▶ **Task statement**: Print the lines below exactly as written, with none missing.

▶ **Extracted data entries**:
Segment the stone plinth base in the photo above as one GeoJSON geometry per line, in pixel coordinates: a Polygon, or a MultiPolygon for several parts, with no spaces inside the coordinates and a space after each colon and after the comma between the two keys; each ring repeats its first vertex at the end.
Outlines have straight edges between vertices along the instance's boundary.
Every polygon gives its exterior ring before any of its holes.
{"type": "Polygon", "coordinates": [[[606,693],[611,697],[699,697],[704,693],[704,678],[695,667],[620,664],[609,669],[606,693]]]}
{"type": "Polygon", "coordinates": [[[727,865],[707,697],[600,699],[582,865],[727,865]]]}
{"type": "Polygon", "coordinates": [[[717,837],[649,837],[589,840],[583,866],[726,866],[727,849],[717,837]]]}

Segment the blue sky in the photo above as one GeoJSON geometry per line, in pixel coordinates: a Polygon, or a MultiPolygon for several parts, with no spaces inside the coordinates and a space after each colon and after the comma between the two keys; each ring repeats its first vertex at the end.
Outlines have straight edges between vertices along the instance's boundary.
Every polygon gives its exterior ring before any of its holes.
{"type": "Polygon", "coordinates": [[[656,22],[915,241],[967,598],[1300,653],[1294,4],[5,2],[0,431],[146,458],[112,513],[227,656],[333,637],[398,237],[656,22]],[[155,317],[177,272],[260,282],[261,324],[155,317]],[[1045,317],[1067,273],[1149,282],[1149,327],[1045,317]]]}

▶ **Written response**:
Segment the stone plinth base in the photo above as one GeoJSON geometry per line, in pixel coordinates: a Polygon, or a MultiPolygon for several parts, with no spaces inside the coordinates and a space after each colon and after the comma between the two keys; each ring repeats its first vertex at the end.
Outlines have straight edges between vertices along the instance's boundary.
Every polygon gives its exterior ring before any of its holes.
{"type": "Polygon", "coordinates": [[[606,693],[611,697],[699,697],[704,693],[704,678],[695,667],[620,664],[609,669],[606,693]]]}
{"type": "Polygon", "coordinates": [[[727,865],[707,697],[600,699],[582,865],[727,865]]]}
{"type": "Polygon", "coordinates": [[[717,837],[649,837],[589,840],[583,866],[726,866],[727,849],[717,837]]]}

Segment the blue sky in the photo above as one GeoJSON geometry per line, in pixel coordinates: a Polygon, or a MultiPolygon for several parts, with no spaces inside the coordinates and a space after each colon and after the comma between the two keys; each ring repeats its first vertex at the end.
Outlines have straight edges between vertices along the instance's boundary.
Every polygon gives its exterior ring before any of its holes.
{"type": "Polygon", "coordinates": [[[656,22],[915,241],[967,598],[1300,653],[1294,4],[5,2],[0,431],[146,458],[112,513],[227,656],[333,637],[398,237],[656,22]],[[155,317],[177,272],[260,282],[261,324],[155,317]],[[1045,317],[1067,273],[1149,282],[1149,327],[1045,317]]]}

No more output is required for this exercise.